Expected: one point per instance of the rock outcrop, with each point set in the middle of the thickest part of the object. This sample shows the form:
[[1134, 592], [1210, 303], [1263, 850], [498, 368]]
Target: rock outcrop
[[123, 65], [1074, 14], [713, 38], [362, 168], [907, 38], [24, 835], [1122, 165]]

=======

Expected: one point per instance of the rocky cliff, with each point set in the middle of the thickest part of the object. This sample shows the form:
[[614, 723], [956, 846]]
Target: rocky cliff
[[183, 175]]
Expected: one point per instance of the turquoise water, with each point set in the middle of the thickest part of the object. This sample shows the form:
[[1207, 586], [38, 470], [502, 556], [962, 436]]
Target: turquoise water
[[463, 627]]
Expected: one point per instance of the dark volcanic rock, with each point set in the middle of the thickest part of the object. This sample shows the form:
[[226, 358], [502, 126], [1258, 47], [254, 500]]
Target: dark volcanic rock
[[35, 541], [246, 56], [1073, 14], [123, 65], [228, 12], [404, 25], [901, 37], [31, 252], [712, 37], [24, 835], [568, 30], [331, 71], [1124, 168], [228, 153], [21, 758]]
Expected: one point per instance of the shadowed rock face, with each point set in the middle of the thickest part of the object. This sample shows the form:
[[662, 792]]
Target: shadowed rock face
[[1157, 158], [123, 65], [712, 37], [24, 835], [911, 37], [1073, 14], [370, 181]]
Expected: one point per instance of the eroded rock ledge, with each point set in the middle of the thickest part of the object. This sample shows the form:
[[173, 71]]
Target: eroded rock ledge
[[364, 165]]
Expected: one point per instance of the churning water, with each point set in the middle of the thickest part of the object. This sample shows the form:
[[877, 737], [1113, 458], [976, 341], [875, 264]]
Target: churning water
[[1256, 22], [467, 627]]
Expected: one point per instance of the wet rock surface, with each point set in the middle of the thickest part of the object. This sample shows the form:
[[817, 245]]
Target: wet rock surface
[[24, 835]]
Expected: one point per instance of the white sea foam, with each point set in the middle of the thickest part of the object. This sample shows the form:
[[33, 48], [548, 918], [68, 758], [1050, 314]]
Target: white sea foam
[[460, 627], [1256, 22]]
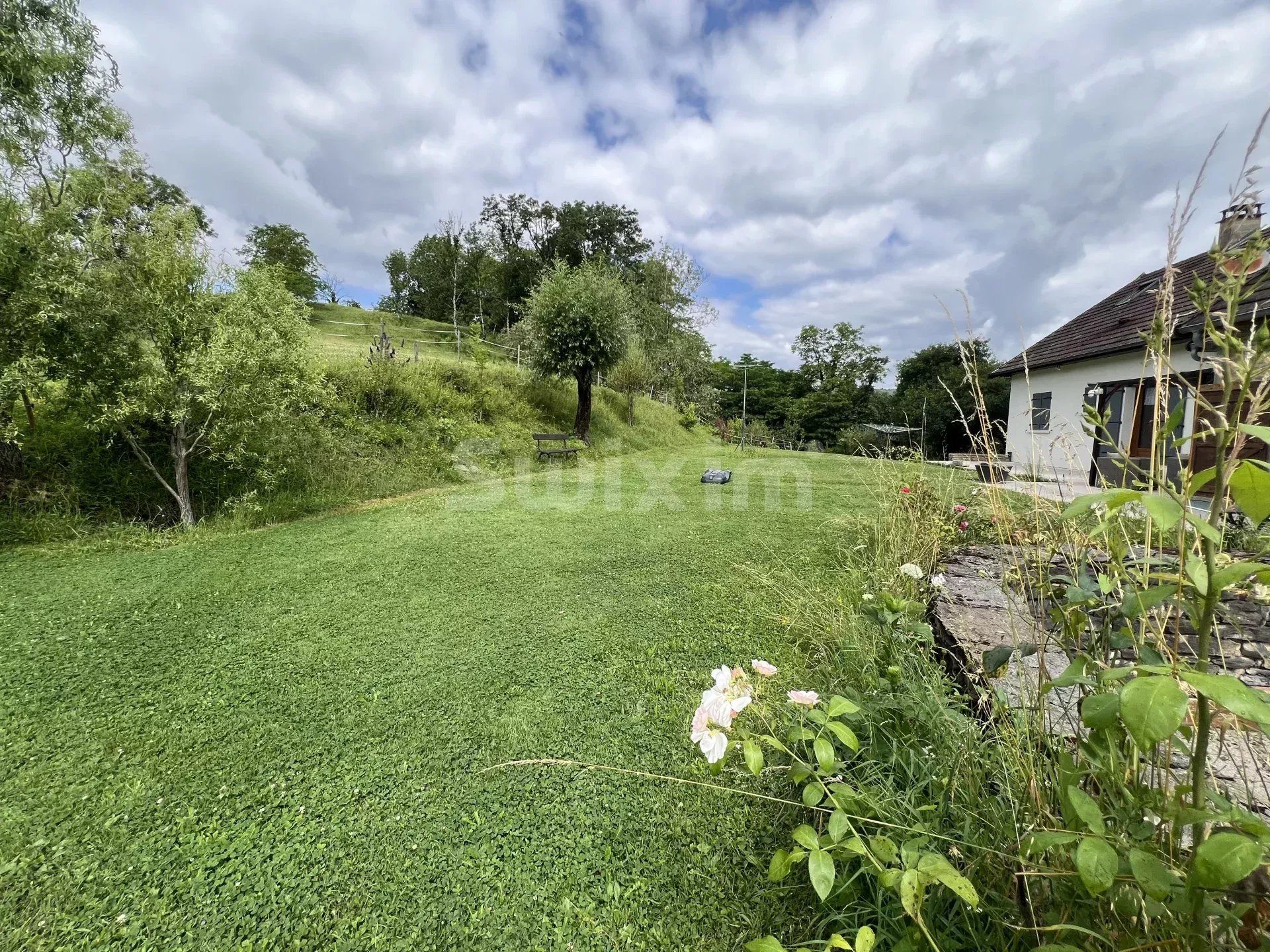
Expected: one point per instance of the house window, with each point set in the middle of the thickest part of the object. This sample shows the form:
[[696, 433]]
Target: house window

=======

Your objective: Read the listing. Copy each line that has the word "thickest" in it.

Task result:
Expected: one point per instance of the rock outcrop, with each point set in the middle of the thickest part of the object. This sample shows the form:
Expected: one point per instance of the rocky cliff, with each point set in the middle of the thickest part of the object. This sample shows the form:
Expected: one point per instance of the turquoise water, with each point set in the middle of the thickest part of the object. This sample shows the form:
Expected: one point per instance of the dark volcanic rock, with each point set in the middle of the thickest part of the object. This sample shows the form:
Expected: one point per instance of the shadowed rock face, with each point set in the middle of the thickest part of the object. This sample shows the form:
Expected: one point per instance of the eroded rock ledge, with each point set in the middle of the thickest part of the object. This sample shows the form:
Expected: one point per instance of the churning water, with each point set in the middle of the thickest part of the object. This sample shows the form:
Expected: one point per instance of the wet rock surface, with each point set in the middle of the thickest part of the object. This sample shows the form:
Expected: one point per instance of the white sea foam, with each point set in the middle of the thickest part of the object. This sample shows the form:
Expected: one point per instance of the house window, with each point set in the middle of the thickest part of the object. This sample shows the form:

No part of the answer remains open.